» **PASSAGE SHOWN**
|---|

At the meeting of the Petrograd Soviet in Smolny, the night of October 17th, Trotsky branded the assertions of the bourgeois press that the Bolsheviks contemplated armed insurrection as “an attempt of the reactionaries to discredit and wreck the Congress of Soviets... The Petrograd Soviet,” he declared, “has not ordered any demonstration in the streets. When it will be necessary we will do so, and we are sure we will be supported by the workers and the Petrograd garrison...They (the Government) are preparing a counter-revolution ; and we will answer with an offensive which will be merciless and to the end !”

An Interview with Trotzky

That very day Trotsky gave me an interview about the projects of the new power – the “dictatorship of the proletariat” – which Volodarski had described to me as being in form “a loose government, sensitive to popular will, giving local forces full play.” He said:

“The Provisional Government is absolutely powerless. The bourgeoisie is in control, but this control is masked by a fictitious coalition with the moderate parties. Now, during the revolution, one sees revolts of peasants who are tired of waiting for their promised land, and all over the country, in all the toiling classes, the same disgust is evident. The domination of the bourgeoisie is only possible by civil war. The Kornilov method is the only way by which the bourgeoisie can dominate. But it is force which the bourgeoisie lacks...The army is with us. The conciliators and pacificators, Social-Revolutionists and Mensheviks, have lost all authority – because the struggle between the peasants and the landlords, between the workers and the bankers, between the soldiers and the Kornilovist officers, has become more bitter, more irreconcileable than ever. Only by the struggle of this popular mass, only by the victory of the proletarian dictatorship, can the revolution be achieved and the people saved! The Soviets are the most perfect representatives of the people – perfect in their revolutionary experience, in their ideas and objects. Based directly on the army in the trenches, the workers in the factories, and the peasants in the fields, they are the backbone of the Revolution.

|---|

» **DATASET SECTION**

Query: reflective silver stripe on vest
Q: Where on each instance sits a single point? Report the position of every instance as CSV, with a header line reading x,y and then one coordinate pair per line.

|---|

» **AIM**
Extend the passage about Trotsky's interview on the new Soviet power beyond its last sentence.

» **EXPECTED ANSWER**
“They have tried to create a power disdaining the Soviets, and they have created only powerlessness. Counter-revolutionary schemes of all sorts organize now in the corridors of the Council of the Russian Republic. The Cadet party represents the counter-revolution militant. On the other side, the Soviets represent the cause of the people. Between the two camps there are no serious groups. It is the inevitable lutte finale. The bourgeois counter-revolution organizes all its forces and waits for a moment to attack us. Our answer will be decisive. We will finish the work scarcely begun in February, and advanced during the Kornilov affair...”

He described to me how the new government would he composed; instead of a ministry, the different departments of the state would be directed by a series of collegia, headed by titulary commissars, who would be responsible to the Central Executive Committee of the All-Russian Soviets – the new parliament. I asked about the new government’s foreign policy.

“Our first act,” said Trotsky, “will be to call for an immediate armistice on all fronts, and a conference of the peoples to discuss democratic peace terms. The quantity of democracy we get in the peace settlement depends upon the quantity of revolutionary response there is in Europe. If we create here a government of the Soviets, that will be a powerful factor for immediate peace in Europe; for this government will address itself immediately and directly to the peoples, over the heads of their governments, proposing an armistice. At the moment of the conclusion of peace the pressure of the Russian Revolution will be in the direction of : no annexations, no indemnities, the rights of peoples to dispose of themselves, and a Federated Republic of Europe.

“At the end of this war I see Europe recreated, not by diplomats, but by the proletariat. The Federated Republic of Europe – the United States of Europe – that is what must be. National autonomy no longer suffices. Economic evolution demands the abolition of national frontiers. If Europe is to remain in national groups, then Imperialism will recommence its work. Only a Federated Republic can give peace to Europe and to the world.” He smiled, that singularly fine and somewhat melancholy smile of his. “But without the action of the European masses, these ends cannot be realized now.”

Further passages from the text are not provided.